**EXCERTO DO DOCUMENTO**
#####

|Forças Armadas Portuguesas

Diz que diz mas afinal... quem pode, nada diz

As associações sindicais e sócio-profissionais das forças de segurança e dos militares das Forças Armadas participaram conjuntamente nas comemorações populares do 25 de Abril, pela contagem integral do tempo de serviço para efeitos de progressão nas carreiras, na Avenida da Liberdade, em Lisboa. 25 de Abril de 2018
CréditosTiago Petinga / Agência LUSA

Foi um erro diz um, não foi não, diz o outro. Pediu desculpa, diz um; não senhor, não foi pedido de desculpa nenhum, diz o outro.

A recente troca de acusações entre o Diretor Nacional da PSP e o Chefe do Estado-Maior General das Forças Armadas, não pode deixar de suscitar curiosidade e reflexão.

É verdade que, por orientação e com objetivos políticos, somos muitas vezes confrontados com notícias que dão conta, como se de uma coisa normal se tratasse, da intervenção das Forças Armadas em missões e operações das Forças e Serviços de Segurança.

Não estamos, neste artigo, a referirmo-nos à cooperação em matéria de proteção civil que tem um enquadramento constitucional diferente, mas que ainda assim suscita considerações já abordadas aqui no Abril Abril.


O que agora se trata é de abordar em que medida podem as Forças Armadas intervir, usar a força e as suas capacidades operacionais, em território nacional, em tempo de paz, e se podem intervir em missões que constitucionalmente competem às forças e serviços de segurança (leia-se PSP, GNR, PJ, SEF, Polícia Marítima).

Ora, a Constituição, a propósito deste assunto, bem como noutros, é bem clara quando separa as missões das Forças Armadas das missões das Forças e Serviços de Segurança.

#####

**ENUNCIADO DO PROBLEMA 1**
Responda com base no artigo sobre as Forças Armadas:
(a) Em que avenida e em que cidade decorreram as comemorações do 25 de Abril em que participaram as associações?
(b) Entre quem foi a recente troca de acusações?
(c) Que forças e serviços de segurança são indicados entre parênteses?

(Registos de uma coleção)
#####

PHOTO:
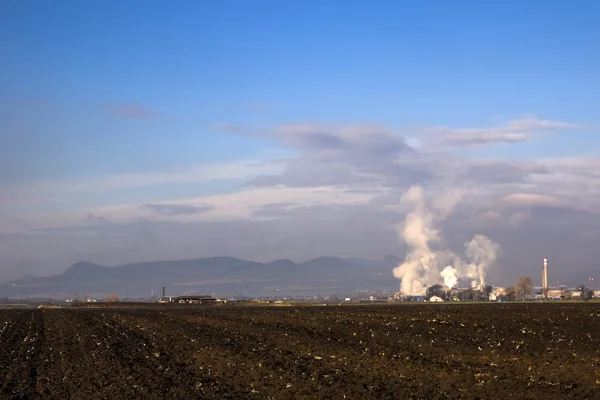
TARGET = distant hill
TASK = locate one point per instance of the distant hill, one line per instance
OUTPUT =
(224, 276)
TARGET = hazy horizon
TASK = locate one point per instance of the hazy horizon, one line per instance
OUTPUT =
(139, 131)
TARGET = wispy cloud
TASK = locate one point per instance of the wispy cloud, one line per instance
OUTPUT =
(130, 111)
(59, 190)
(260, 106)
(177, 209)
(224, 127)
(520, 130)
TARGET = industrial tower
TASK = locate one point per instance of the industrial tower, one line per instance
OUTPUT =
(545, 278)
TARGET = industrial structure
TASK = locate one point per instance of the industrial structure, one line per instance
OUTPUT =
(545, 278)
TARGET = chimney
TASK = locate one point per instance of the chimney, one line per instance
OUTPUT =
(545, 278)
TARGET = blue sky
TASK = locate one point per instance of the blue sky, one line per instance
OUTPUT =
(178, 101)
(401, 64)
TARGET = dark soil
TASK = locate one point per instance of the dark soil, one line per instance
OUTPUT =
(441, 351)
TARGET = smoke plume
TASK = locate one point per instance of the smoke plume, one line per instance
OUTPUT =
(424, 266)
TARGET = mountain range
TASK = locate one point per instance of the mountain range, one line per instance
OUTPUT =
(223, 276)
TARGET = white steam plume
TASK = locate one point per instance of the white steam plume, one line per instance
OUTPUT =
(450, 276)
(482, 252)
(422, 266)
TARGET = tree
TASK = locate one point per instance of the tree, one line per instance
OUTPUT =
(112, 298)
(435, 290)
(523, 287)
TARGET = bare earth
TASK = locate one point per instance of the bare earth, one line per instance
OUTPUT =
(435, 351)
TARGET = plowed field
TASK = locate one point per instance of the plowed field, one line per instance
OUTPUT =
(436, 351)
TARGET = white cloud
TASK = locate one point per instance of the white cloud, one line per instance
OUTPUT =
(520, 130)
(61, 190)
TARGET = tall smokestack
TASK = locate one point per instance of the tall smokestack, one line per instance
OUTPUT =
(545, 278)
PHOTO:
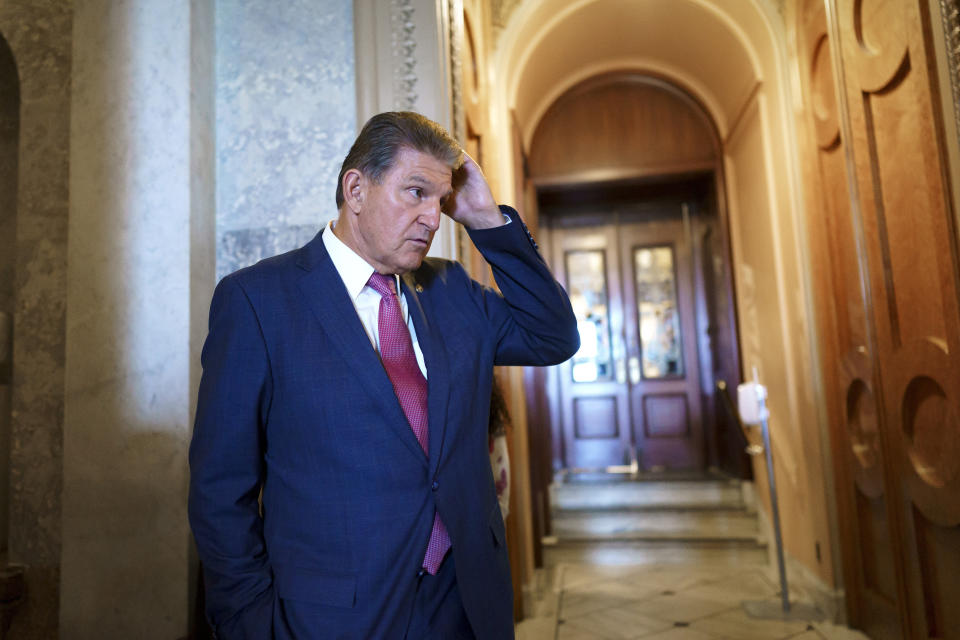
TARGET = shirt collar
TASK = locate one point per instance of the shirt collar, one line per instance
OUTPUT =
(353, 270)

#####

**ENUNCIADO DO PROBLEMA 2**
Reescreva as linhas da coleção desde a que contém "TARGET = plowed field" até ao fim dessas linhas, ambas incluídas, renomeando "instance" para "occurrence" e mantendo tudo o resto igual. Deixe as imagens de fora da resposta.

**RESOLUÇÃO COMPLETA 1**
(a) Na Avenida da Liberdade, em Lisboa.
(b) Entre o Diretor Nacional da PSP e o Chefe do Estado-Maior General das Forças Armadas.
(c) PSP, GNR, PJ, SEF e Polícia Marítima.

**RESOLUÇÃO COMPLETA 2**
TARGET = plowed field
TASK = locate one point per occurrence of the plowed field, one line per occurrence
OUTPUT =
(436, 351)
TARGET = white cloud
TASK = locate one point per occurrence of the white cloud, one line per occurrence
OUTPUT =
(520, 130)
(61, 190)
TARGET = tall smokestack
TASK = locate one point per occurrence of the tall smokestack, one line per occurrence
OUTPUT =
(545, 278)
PHOTO:
TARGET = shirt collar
TASK = locate one point per occurrence of the shirt collar, one line per occurrence
OUTPUT =
(353, 270)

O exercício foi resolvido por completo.